- _Problem to solve_: With all images left out, restate the records below exactly as written.

- _Records supplied_:
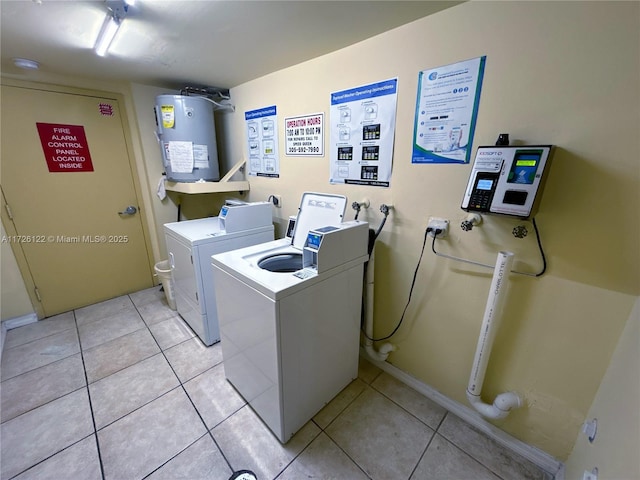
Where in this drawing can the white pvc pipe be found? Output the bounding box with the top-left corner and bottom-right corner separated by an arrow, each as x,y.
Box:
466,251 -> 522,419
364,246 -> 395,362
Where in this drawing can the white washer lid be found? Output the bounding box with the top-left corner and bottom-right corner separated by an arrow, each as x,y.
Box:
291,192 -> 347,249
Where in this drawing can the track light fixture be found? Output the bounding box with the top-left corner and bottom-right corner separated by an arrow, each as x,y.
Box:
94,0 -> 132,57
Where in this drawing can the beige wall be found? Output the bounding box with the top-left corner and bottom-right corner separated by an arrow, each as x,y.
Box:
218,1 -> 639,459
564,297 -> 640,480
1,0 -> 638,464
0,223 -> 34,321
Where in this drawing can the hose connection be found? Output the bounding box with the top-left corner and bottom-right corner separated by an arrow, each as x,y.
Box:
461,213 -> 482,231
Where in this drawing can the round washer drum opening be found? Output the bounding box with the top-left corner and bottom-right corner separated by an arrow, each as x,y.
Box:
258,253 -> 303,273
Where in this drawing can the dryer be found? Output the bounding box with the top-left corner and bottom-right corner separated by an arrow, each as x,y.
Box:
211,193 -> 369,442
164,202 -> 273,346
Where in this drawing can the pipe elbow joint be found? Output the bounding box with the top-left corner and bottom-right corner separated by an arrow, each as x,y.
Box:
494,391 -> 522,412
467,390 -> 522,420
365,342 -> 395,362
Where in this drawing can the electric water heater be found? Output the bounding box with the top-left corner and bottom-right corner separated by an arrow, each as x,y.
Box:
155,94 -> 220,182
461,145 -> 554,219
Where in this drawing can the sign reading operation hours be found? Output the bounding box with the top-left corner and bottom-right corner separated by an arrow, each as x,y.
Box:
36,123 -> 94,172
285,113 -> 324,156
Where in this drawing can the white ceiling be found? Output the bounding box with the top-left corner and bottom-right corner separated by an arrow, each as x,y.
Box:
1,0 -> 461,90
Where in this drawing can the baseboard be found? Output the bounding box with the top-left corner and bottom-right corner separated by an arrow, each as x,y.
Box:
360,350 -> 563,478
1,313 -> 38,359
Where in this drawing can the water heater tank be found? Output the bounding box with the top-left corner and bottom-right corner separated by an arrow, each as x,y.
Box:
155,95 -> 220,182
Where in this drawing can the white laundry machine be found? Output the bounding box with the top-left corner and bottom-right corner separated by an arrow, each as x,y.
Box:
211,193 -> 369,443
164,202 -> 274,346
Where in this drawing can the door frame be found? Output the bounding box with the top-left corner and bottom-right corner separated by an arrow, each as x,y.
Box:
0,78 -> 157,318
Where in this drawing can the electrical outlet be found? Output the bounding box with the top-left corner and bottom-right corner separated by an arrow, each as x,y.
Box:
582,418 -> 597,443
271,195 -> 282,208
427,217 -> 449,238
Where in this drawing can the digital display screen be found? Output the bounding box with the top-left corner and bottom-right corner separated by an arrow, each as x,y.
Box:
220,206 -> 229,217
515,160 -> 537,167
477,179 -> 494,190
307,233 -> 322,250
508,150 -> 542,184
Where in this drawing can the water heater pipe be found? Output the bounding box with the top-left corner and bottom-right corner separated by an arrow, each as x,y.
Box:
466,250 -> 522,419
364,246 -> 395,361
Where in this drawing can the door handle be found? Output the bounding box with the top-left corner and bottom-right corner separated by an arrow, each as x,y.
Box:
118,205 -> 137,215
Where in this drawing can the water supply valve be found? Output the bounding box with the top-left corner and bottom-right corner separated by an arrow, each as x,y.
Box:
380,203 -> 393,216
461,213 -> 482,231
352,199 -> 370,220
512,225 -> 528,238
351,199 -> 370,211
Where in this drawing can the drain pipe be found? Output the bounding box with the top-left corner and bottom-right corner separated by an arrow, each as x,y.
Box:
364,245 -> 395,361
362,204 -> 395,362
466,251 -> 522,419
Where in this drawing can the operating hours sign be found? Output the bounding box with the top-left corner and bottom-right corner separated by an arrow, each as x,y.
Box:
36,123 -> 94,172
284,113 -> 324,156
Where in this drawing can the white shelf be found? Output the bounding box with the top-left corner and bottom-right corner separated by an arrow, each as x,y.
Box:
164,180 -> 249,194
164,159 -> 249,194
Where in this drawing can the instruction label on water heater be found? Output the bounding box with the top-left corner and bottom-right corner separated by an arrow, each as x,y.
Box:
168,141 -> 194,173
245,105 -> 280,177
161,105 -> 175,128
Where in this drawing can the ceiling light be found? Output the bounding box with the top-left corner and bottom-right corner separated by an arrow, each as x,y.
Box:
94,13 -> 121,57
13,58 -> 40,70
94,0 -> 131,57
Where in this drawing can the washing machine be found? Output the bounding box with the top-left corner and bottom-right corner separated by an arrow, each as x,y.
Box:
164,201 -> 274,346
211,193 -> 369,443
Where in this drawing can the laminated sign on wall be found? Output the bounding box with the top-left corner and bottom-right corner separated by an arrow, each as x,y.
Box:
285,113 -> 324,157
330,78 -> 398,187
412,56 -> 486,164
245,105 -> 280,178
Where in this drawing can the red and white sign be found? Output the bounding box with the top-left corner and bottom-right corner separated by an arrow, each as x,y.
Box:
284,112 -> 324,157
36,123 -> 94,173
99,103 -> 114,116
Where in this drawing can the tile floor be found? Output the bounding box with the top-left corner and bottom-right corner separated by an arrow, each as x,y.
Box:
1,287 -> 553,480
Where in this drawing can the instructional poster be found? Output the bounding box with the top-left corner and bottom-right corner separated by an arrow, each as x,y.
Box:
330,78 -> 398,187
412,56 -> 486,164
245,105 -> 280,177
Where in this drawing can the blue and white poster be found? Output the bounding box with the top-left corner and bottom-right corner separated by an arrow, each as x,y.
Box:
330,78 -> 398,187
412,56 -> 486,164
245,105 -> 280,177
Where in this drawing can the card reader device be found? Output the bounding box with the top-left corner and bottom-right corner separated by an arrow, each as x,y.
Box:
461,145 -> 554,218
302,221 -> 369,274
218,201 -> 272,233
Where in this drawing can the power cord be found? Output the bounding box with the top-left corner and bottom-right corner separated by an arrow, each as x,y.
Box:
362,226 -> 432,342
267,195 -> 280,207
362,217 -> 547,343
530,217 -> 547,277
431,217 -> 547,277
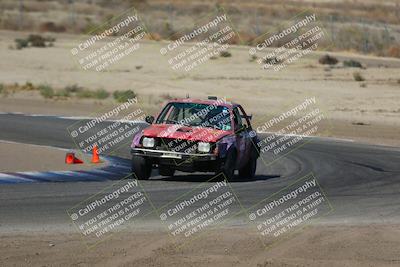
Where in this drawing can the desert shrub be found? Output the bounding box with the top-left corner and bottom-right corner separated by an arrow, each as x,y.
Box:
263,57 -> 280,65
343,60 -> 363,68
93,88 -> 110,99
0,84 -> 10,97
54,89 -> 71,98
27,34 -> 47,47
15,34 -> 55,49
319,54 -> 338,65
76,89 -> 95,98
44,36 -> 56,43
353,72 -> 365,82
63,85 -> 109,99
219,50 -> 232,58
21,82 -> 36,90
77,89 -> 109,99
113,90 -> 137,103
64,84 -> 83,93
38,84 -> 54,98
15,38 -> 29,50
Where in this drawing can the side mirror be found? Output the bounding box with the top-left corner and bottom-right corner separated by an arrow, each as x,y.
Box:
145,115 -> 155,124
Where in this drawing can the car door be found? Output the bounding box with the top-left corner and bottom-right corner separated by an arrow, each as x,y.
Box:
236,106 -> 254,167
233,107 -> 248,169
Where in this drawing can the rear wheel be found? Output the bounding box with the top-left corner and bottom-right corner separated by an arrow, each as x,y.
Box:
159,165 -> 175,176
131,156 -> 152,180
239,150 -> 257,179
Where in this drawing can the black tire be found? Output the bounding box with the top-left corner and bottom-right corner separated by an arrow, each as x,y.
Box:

- _Result of the task_:
Where in this drawing can the white pvc pipe be found? Output the bounding box with the top-left corner and bottom-right corner separated by an arrow, each as x,y.
Box:
466,251 -> 522,419
364,246 -> 395,362
Where in this drawing can the white washer lid be found? Output the bounding box with the top-left corner and bottom-right corner separated by an arrow, each as x,y.
Box:
291,192 -> 347,249
Where in this drawing can the track light fixture be found? Output the bounding box with the top-left corner and bottom-right corner separated by an arrow, each as x,y.
Box:
94,0 -> 132,57
Where in this drawing can the beige wall be found? Output the bounding box with the top-left corner and bottom-right corner separated by an arrow, each as x,y.
Box:
218,1 -> 639,459
564,297 -> 640,480
1,0 -> 638,464
0,223 -> 34,321
Where in this drawing can the hose connection be found? Output the bounding box with the top-left corner and bottom-right corner separated by an arrow, each as x,y.
Box:
461,213 -> 482,231
Where in this drawing can the round washer drum opening be found? Output the bounding box with the top-left corner and bottom-right corner separated by an arrow, each as x,y.
Box:
258,253 -> 303,273
Where in this drawing can the dryer be found? Output the bounding box with the top-left corner and bottom-right corner separated by an arrow, each as x,y.
Box:
211,193 -> 369,442
164,202 -> 273,346
Where in this drawing can the pipe elbow joint be found? Output the bounding box with the top-left corner and bottom-right corner separated by an arrow, each as x,y.
Box:
494,391 -> 522,412
467,390 -> 522,420
365,342 -> 395,362
Where in this drawing can the electric water heater be found? Output the bounding box with the top-left corner and bottom-right corner separated by an arrow, each as x,y.
Box:
155,94 -> 220,182
461,145 -> 554,219
Where in this drawing can the sign reading operation hours be found? Output the bounding box with the top-left corner and bottom-right corner separated by an arrow, each as x,y.
Box:
36,123 -> 94,172
285,113 -> 324,156
Where in this drawing can the white ceiling be found? Output the bounding box with the top-left corner and bottom-right corner separated by an arrow, each as x,y.
Box:
1,0 -> 461,90
Where in this drawing can the baseboard be found? Output the bounding box with the top-left corner and bottom-right corner separated by an arrow, each as x,y.
Box:
360,350 -> 563,478
1,313 -> 38,359
Where in this drawing can the water heater tank be found? Output the bounding box with the top-left corner and bottom-right corner separated by an arrow, each as x,y.
Box:
155,95 -> 220,182
Where in this drawing can the white laundry machine be found? Output the bounding box with the top-left corner and bottom-right corner separated by an arrow, each as x,y.
Box:
211,193 -> 369,443
164,202 -> 274,346
Where in this drawing can the door frame be found? Output the bounding box with the top-left corner and bottom-right corner separated by an arrow, each as x,y.
Box:
0,78 -> 157,318
Where in this drawing can the electrical outlet be found? Output the bounding box with the top-left corner and bottom-right corner separated by an arrow, each as x,y.
Box:
582,418 -> 597,443
271,195 -> 282,208
427,217 -> 449,238
Where in this drawing can the digital display screen be found? Output the bounding box with the top-left corner and bottom-right corner separated by an arrow, each as x,y.
Box:
220,206 -> 229,217
515,160 -> 537,167
477,179 -> 494,190
307,233 -> 322,250
508,150 -> 542,184
Where in this drawing can the water heater pipe be found? Output the bounding box with the top-left corner and bottom-right corner separated by an arrow, each as x,y.
Box:
466,250 -> 522,419
364,246 -> 395,361
Where in this drawing can the door handle be found? Output the bounding box with the top-left corner and bottom-right corner separated by an arrow, each as x,y.
Box:
118,205 -> 137,215
Where in this drawing can the water supply valve be found? Output the bounding box with the top-left corner and bottom-right corner separated by an arrow, each as x,y.
Box:
380,203 -> 393,216
461,213 -> 482,231
352,199 -> 370,220
512,225 -> 528,238
351,199 -> 370,211
Where in this drawing can the drain pipe be found? Output the bounding box with the top-left corner and bottom-right corner separated by an arrow, each as x,y.
Box:
364,245 -> 395,361
362,204 -> 395,362
466,251 -> 522,419
Where in this drawing can the operating hours sign be found? Output the bounding box with the top-left corner and bottom-right corner separated by an arrow, each as x,y.
Box:
36,123 -> 94,172
284,113 -> 324,156
Where in this drawing can the white shelf be found? Output the bounding box with the top-left corner and bottom-right corner separated by an arrow, each as x,y.
Box:
164,180 -> 249,194
164,159 -> 249,194
Where in this drawing can the instruction label on water heater be found? Output the bounding box with the top-left corner and bottom-right corner separated by an arrow, each as x,y.
Box:
168,141 -> 194,173
245,105 -> 280,177
161,105 -> 175,128
Where in this drawing can the ceiling light be found? Output the bounding box with the top-left corner and bottom-right corner separated by an arrow, each as x,y.
Box:
94,13 -> 121,57
13,58 -> 40,70
94,0 -> 131,57
Where in this drawing can the washing machine be found? Output the bounding box with the top-left corner and bottom-right corner separated by an arrow, each as x,y.
Box:
164,201 -> 274,346
211,193 -> 369,443
Where in this drawing can the laminated sign on wall be found? Output the bounding box with the top-left corner and bottom-right corner separated by an arrow, each as x,y.
Box:
285,113 -> 324,157
330,78 -> 398,187
412,56 -> 486,164
245,105 -> 280,178
Where in this drawing can the red and white sign be found? Output the bounding box with the top-left corner and bottom-right corner separated by an arrow, each as x,y.
Box:
284,112 -> 324,157
36,123 -> 94,173
99,103 -> 114,116
Where in this drawing can the tile floor be found? Output the bounding box with the top-left corner and bottom-right corner separated by an arrow, each as x,y.
Box:
1,287 -> 553,480
Where in this drawing can the instructional poster be found? Output the bounding box with the top-left corner and bottom-right corner separated by an arrow, each as x,y.
Box:
330,78 -> 398,187
412,56 -> 486,164
245,105 -> 280,177
Where in this drawing can the blue and white poster be found? Output the bounding box with the top-left corner and bottom-right corner separated by an arrow, each as x,y.
Box:
330,78 -> 398,187
412,56 -> 486,164
245,105 -> 280,177
Where in this drawing can the card reader device be found? Output the bounding box with the top-left corner and bottom-right corner separated by an arrow, each as x,y.
Box:
461,145 -> 554,218
302,221 -> 369,274
218,201 -> 272,233
Where in this drawing can the power cord be found? Output the bounding box with the top-left corner and bottom-right corner separated by an arrow, each as x,y.
Box:
362,226 -> 432,342
267,195 -> 280,207
362,217 -> 547,343
530,217 -> 547,277
431,217 -> 547,277
Where in this drawing can the desert shrub be found? Output the bounding box with the top-left corner and bottom-right corner separated by an arrow, each as x,y.
Box:
263,57 -> 280,65
343,60 -> 363,68
93,88 -> 110,99
0,84 -> 10,97
54,89 -> 71,98
27,34 -> 47,47
15,34 -> 55,49
319,54 -> 338,65
76,89 -> 95,98
44,36 -> 56,43
353,72 -> 365,82
63,85 -> 109,99
219,50 -> 232,58
21,82 -> 36,90
77,89 -> 109,99
113,90 -> 137,103
64,84 -> 83,93
38,84 -> 54,98
15,38 -> 29,50
Where in this drawing can the side mirror be found? Output the bounding box with the top-left corner and bottom-right corner separated by an arrow, each as x,y.
Box:
145,115 -> 155,124
Where in this drawing can the car door be found? Output the bounding box with the top-left corner and bottom-right corner separated by an arrow, each as x,y.
Box:
236,106 -> 254,167
233,107 -> 248,169
Where in this drawing can the rear wheel be found? Output the bounding box with the top-left corner and bottom-right corner separated by an arrow, each as x,y.
Box:
159,165 -> 175,176
131,156 -> 152,180
239,150 -> 257,179
Where in this drawing can the black tire be found? Output the bounding box with the top-left corner and bottom-right corner separated by an arrow, each as x,y.
Box:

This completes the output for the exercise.